→ **BRIEF**: In the forum thread about rod builders in Fort Walton Beach, what share of cajun creationz's rods does Jaryd build?

::: SELECTED EXCERPT

# FWB rod builders



## Kim (Aug 5, 2008)

Are there any rod builders in the Ft Walton Beach area that does guide replacements?


----------



## bigrick (Sep 29, 2010)

Look up gettin bent or Napo. Both do good work.


----------



## cajun creationz (Aug 17, 2012)

jaryd from gettin bent was at my house today ...he is swamped..but i can give you his number if you want..paul darby is back working out of his house i believe..the guys at broxsons outdoors can help you also..also javier on this forum is in navarre ..you could call okaloosa island pier ..there are probably 100 guys in fwb that can do it..most i know have day jobs though..let me know if i can help..both gettin' bent custom fishing rods (jaryd)..and napo custom fishing rods (nathan) are on facebook ..jaryd does 90% of my rods..excellent rods very professional and an even better person..a very good friend of mine..i have also heard great things about napo ..his galleries are very impressive i have many friends with his rods..paul darby is old school..been around for years..i grew up in fwb and everyone i know that fished growing up there knows paul darby and has more than likely been to his house as have i ..so that speaks volumes about the man..pm or text me if you would like to be put in contact with someone..850 376 4908 ..nate


----------



## Kim (Aug 5, 2008)

Thanks for the information.


----------

::::::
::: GIVEN MATERIAL

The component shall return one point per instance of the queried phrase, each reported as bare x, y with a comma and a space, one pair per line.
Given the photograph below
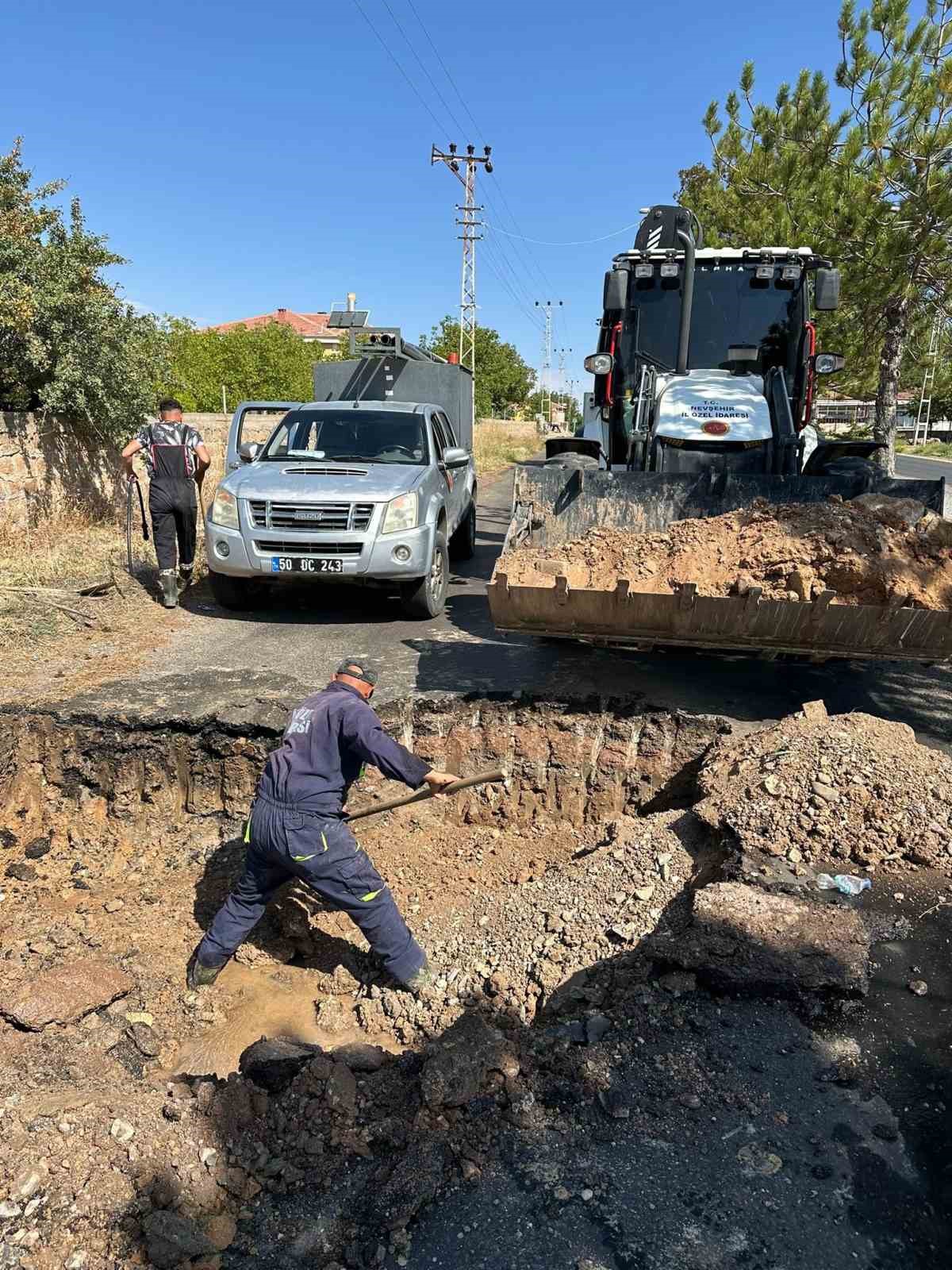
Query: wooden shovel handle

::::::

→ **WRITTEN ANSWER**: 90% of them.